- [PAGE TEXT]:

━━━━━━━━

20 Minutes With Dr. Michael Khonsari

Karl M. Phipps, Managing Editor | TLT 20 Minutes February 2014

This well-known tribology researcher and professor at Louisiana State University discusses the future development of a comprehensive and unified model of friction and wear.
 

MIKE KHONSARI - The Quick File
Mike Khonsari is the Dow Chemical Endowed Chair in rotating machinery, professor in the department of mechanical and industrial engineering and the founding director of the Center for Rotating Machinery (CeRoM) at Louisiana State University in Baton Rouge, La. As an industry/government/university center, CeRoM is dedicated to state-of-the-art research and development associated with rotating machinery with a strong educational component. The CeRoM’s R&D activities include (1.) tribology and lubrication, (2.) friction and wear, (3.) fatigue and damage analysis, (4.) measurement and testing and (5.) modeling and simulation. These activities directly support improvements in design, reliability, performance, durability of vital mechanical systems and components including, but not limited to, bearings, seals, gears, etc.

Prior to joining LSU, Mike spent a number of years as a faculty member at The Ohio State University, University of Pittsburgh and Southern Illinois University at Carbondale. He has also served as a Research Faculty Fellow at NASA Lewis Research Center, Wright-Patterson Air Force Laboratories and the U.S. Department of Energy. In addition, Mike has been appointed by Gov. Bobby Jindal (R-La.) to serve on the Louisiana Innovation Council.

Mike holds several U.S. patents and is the author of over 260 archival papers, book chapters and three books. He is the recipient of several research awards, including the ASME Mayo Hersey and Burt Newkirk Awards. He is the editor-in-chief of ASME’s Journal of Tribology and a fellow of STLE, ASME and AAAS.

Mike earned his bachelor’s, master’s and doctoral degrees in mechanical engineering from The University of Texas at Austin.


Mike Khonsari

TLT: What are your thoughts about the way tribology is being taught and practiced?
Khonsari:
Tribology has a rich history. In fact, a recorded drawing dating back some 4,000 years ago shows that even then workers recognized that transportation of the Egyptian colossus can be facilitated by applying lubricant to the statue’s base surface to reduce friction during sliding. So combating friction began out of necessity and grew into the fascinating science that it is today. But the question is do we really understand the nature of friction and have we reached the point that we can claim that its behavior is fully predictable?

Now, borrowing a page from any book on tribology (elementary or advanced), we see a description of the lubrication regimes as described by what is referred to as the Stribeck curve (see illustration). Plotting the coefficient of friction, f, as a function of a dimensionless parameter called the Hersey number (viscosity x speed/projected load) gives a unique curve that characterizes the lubrication regimes known as boundary, mixed, elastohydrodynamic and hydrodynamic lubrication. Perhaps this is a start for some sort of unification for understanding of friction in machinery. But this is only a part of the story.

━━━━━━━━

- [ENTRIES]:

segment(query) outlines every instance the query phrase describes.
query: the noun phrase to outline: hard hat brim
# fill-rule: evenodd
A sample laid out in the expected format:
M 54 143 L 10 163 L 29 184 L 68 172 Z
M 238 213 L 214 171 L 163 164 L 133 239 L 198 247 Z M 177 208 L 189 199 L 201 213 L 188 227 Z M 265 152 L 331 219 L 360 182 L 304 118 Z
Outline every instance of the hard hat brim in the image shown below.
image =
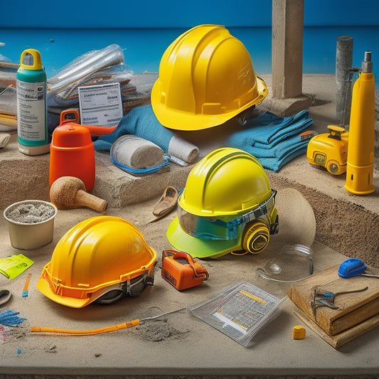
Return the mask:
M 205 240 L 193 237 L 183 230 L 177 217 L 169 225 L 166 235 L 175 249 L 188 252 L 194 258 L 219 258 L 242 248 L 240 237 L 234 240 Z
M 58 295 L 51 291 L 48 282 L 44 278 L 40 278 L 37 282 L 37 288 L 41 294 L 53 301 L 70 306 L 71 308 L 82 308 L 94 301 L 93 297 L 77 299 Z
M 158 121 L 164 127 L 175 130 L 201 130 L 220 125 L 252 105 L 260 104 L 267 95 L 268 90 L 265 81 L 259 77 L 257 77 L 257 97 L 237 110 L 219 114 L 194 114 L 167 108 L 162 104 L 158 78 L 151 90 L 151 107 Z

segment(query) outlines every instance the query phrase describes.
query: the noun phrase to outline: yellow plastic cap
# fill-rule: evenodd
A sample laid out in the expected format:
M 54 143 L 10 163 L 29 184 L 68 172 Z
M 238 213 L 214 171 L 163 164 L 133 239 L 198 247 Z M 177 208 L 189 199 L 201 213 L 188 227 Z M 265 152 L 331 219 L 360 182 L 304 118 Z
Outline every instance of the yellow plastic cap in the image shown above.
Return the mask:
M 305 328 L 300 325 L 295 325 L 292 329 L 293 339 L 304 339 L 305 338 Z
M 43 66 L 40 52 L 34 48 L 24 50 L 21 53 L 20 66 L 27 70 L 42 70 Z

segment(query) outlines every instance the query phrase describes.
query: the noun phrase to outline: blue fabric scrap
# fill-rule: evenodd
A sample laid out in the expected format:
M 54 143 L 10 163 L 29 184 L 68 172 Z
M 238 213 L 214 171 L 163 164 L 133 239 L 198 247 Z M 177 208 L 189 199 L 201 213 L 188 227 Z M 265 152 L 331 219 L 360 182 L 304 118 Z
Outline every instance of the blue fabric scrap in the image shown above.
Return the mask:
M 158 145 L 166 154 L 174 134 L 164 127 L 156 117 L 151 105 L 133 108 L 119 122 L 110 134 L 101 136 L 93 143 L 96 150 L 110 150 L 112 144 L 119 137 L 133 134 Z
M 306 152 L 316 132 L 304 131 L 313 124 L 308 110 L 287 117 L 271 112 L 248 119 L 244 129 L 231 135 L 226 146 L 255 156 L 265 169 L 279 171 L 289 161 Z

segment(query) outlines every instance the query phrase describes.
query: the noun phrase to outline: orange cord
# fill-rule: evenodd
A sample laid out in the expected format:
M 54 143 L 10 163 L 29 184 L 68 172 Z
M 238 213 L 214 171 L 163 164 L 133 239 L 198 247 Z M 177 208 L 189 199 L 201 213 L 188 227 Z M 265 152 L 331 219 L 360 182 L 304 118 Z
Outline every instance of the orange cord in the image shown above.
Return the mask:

━━━━━━━━

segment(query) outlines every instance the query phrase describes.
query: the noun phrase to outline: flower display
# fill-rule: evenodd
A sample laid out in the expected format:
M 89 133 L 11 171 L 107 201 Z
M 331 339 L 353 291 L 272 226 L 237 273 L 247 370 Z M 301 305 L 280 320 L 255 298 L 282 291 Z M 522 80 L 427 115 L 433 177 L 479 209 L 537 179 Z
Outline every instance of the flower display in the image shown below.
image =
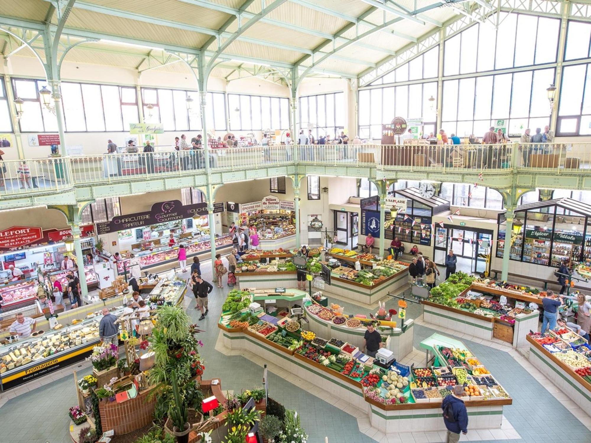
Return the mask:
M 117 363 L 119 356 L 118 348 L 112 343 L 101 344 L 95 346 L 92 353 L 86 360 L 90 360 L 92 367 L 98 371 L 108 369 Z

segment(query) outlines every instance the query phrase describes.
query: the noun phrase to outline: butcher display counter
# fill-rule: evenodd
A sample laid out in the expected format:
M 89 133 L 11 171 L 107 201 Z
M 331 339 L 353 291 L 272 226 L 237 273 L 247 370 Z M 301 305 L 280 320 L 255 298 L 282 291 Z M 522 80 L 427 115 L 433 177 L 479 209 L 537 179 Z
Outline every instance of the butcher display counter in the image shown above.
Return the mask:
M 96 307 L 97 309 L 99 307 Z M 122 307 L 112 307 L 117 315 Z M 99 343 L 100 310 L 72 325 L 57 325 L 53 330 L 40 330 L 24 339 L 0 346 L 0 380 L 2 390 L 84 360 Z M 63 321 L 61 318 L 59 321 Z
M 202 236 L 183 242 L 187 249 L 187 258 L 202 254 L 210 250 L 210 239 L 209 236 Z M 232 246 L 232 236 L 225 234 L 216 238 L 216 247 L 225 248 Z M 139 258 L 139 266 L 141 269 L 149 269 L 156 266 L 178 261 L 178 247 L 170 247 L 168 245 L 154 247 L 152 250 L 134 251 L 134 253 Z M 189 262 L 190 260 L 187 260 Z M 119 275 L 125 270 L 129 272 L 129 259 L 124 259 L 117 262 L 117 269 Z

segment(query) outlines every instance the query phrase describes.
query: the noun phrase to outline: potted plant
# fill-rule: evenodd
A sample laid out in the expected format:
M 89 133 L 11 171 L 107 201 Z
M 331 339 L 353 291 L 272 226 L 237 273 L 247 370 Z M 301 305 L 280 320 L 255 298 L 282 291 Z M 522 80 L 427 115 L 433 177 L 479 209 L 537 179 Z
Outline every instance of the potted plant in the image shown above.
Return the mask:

━━━━━━━━

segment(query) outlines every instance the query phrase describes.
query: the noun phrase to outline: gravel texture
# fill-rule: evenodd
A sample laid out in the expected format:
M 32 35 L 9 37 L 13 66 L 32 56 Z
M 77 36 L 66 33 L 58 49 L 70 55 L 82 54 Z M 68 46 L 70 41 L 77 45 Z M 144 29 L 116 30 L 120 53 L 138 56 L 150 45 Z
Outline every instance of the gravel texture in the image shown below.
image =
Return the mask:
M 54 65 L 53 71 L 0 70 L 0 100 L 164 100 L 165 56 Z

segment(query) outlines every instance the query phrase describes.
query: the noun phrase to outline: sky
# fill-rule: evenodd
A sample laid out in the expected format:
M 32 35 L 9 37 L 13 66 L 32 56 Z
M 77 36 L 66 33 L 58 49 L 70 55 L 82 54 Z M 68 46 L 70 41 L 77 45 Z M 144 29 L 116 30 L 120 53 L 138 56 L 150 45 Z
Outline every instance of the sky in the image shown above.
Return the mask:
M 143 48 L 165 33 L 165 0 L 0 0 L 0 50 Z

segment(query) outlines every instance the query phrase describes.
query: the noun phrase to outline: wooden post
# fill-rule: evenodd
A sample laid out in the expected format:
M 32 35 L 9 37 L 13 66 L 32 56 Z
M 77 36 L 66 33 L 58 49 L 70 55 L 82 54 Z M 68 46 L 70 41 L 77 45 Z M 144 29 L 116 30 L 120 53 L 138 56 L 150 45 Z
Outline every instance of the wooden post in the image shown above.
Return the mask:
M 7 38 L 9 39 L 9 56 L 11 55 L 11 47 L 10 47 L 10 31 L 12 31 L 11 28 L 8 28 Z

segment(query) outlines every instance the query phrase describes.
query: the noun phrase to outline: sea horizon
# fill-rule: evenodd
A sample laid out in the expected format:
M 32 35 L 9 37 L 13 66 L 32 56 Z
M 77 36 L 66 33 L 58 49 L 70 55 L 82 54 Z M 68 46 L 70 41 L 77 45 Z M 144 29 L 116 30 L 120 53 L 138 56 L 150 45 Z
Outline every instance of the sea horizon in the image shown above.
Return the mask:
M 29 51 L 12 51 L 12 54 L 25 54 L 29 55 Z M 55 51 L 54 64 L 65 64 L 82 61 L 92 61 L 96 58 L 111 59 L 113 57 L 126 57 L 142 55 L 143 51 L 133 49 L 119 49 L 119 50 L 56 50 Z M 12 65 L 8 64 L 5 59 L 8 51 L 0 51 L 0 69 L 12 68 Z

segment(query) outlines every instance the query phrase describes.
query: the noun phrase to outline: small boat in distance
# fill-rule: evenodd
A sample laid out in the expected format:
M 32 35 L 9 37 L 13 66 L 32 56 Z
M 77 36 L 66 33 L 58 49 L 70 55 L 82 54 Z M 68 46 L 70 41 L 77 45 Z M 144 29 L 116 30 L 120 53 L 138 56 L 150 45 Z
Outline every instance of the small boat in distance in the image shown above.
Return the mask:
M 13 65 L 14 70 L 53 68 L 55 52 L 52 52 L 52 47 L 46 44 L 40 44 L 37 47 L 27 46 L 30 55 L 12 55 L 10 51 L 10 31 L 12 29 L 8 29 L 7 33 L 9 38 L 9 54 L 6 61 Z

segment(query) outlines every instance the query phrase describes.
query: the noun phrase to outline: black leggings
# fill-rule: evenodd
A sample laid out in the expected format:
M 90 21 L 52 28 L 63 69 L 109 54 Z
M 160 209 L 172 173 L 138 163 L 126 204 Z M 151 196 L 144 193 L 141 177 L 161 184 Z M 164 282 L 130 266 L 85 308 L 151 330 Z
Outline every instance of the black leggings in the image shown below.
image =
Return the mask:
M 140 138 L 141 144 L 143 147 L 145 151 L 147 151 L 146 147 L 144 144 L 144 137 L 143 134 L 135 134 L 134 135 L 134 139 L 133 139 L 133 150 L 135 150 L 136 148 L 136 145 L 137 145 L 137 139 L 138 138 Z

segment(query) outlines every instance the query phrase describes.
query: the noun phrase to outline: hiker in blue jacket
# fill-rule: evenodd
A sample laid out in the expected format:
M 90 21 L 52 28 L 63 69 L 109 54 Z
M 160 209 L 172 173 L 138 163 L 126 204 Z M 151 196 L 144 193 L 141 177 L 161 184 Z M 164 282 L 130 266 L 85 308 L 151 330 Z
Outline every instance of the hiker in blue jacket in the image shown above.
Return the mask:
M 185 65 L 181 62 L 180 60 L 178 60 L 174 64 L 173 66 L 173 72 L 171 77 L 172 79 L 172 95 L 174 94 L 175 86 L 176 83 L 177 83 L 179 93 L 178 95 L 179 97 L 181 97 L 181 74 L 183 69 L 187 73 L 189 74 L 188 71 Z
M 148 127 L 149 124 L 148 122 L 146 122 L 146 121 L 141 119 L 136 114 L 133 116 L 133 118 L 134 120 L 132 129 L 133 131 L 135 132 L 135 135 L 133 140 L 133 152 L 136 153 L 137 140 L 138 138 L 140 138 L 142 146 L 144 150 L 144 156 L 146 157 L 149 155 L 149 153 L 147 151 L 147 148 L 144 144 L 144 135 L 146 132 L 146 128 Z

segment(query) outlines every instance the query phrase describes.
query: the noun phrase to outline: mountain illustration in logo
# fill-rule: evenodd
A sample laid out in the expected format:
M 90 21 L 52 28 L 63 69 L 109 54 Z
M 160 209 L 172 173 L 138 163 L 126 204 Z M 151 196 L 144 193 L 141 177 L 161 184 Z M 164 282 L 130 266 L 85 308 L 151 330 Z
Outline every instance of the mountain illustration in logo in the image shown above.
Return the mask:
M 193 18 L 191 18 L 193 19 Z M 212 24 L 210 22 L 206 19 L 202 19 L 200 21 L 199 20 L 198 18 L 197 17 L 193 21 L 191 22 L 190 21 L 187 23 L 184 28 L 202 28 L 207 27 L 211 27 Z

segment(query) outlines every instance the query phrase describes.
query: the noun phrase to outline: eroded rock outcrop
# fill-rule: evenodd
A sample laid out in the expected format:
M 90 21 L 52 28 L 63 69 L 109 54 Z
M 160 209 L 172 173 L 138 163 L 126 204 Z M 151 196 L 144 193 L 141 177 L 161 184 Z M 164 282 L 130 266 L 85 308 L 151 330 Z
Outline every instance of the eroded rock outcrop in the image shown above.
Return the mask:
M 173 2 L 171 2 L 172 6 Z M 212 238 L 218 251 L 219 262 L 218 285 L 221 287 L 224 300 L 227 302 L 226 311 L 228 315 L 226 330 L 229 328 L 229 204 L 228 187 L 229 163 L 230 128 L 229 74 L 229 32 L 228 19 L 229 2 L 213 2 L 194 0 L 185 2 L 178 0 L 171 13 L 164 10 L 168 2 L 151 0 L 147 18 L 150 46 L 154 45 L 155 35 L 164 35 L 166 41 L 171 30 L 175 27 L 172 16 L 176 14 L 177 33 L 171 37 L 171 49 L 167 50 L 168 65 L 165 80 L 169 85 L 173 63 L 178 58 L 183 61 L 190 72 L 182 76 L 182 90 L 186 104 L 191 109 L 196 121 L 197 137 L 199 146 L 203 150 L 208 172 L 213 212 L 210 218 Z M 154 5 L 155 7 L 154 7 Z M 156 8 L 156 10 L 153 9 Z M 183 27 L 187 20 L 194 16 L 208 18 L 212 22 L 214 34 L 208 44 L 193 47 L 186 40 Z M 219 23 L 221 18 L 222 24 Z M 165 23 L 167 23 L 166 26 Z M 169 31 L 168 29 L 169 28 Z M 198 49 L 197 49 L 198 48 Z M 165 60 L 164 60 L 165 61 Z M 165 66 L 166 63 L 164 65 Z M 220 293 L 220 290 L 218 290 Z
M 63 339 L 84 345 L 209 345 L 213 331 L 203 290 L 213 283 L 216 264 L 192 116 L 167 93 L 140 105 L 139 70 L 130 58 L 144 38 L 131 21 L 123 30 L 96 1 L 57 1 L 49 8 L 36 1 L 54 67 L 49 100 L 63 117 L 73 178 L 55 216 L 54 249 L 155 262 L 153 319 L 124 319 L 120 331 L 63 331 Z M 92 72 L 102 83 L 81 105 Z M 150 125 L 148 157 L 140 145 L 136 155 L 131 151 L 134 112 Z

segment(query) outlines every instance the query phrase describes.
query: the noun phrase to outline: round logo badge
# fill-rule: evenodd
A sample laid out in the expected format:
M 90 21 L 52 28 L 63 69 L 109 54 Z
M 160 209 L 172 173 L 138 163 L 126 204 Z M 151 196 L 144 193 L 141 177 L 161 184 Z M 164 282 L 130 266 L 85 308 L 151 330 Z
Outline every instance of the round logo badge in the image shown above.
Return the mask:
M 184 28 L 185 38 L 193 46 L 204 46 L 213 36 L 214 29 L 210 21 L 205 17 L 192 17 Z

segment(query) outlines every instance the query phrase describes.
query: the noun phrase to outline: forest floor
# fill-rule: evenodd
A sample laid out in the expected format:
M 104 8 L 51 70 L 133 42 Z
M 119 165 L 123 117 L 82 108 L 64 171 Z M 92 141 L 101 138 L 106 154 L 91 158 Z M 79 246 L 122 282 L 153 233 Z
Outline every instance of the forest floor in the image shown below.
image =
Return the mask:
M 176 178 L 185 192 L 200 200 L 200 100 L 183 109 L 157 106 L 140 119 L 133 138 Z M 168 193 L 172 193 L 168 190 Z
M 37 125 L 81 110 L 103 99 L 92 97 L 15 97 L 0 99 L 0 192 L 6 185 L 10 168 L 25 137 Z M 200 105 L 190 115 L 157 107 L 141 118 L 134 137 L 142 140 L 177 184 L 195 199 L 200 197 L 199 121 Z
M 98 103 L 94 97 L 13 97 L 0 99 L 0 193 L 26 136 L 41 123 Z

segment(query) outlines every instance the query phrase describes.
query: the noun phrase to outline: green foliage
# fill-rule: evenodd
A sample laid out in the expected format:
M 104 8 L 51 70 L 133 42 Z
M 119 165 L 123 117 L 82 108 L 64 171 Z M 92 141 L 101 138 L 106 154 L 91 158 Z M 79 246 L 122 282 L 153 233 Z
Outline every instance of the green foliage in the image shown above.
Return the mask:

━━━━━━━━

- [GIVEN TASK 1]:
In the Khonsari interview, condense the paragraph starting "Mike holds several U.S. patents" into a short bulleted list that keeps its main facts.
- [GIVEN TASK 2]:
Report each line of the rows that contains the word "yellow".

- [REPLY 1]:
- Holds several U.S. patents
- Author of over 260 archival papers, book chapters and three books
- Recipient of several research awards, including the ASME Mayo Hersey and Burt Newkirk Awards
- Editor-in-chief of ASME's Journal of Tribology
- Fellow of STLE, ASME and AAAS

- [REPLY 2]:
query: the noun phrase to outline: yellow plastic cap
Outline every instance of the yellow plastic cap in the image shown above.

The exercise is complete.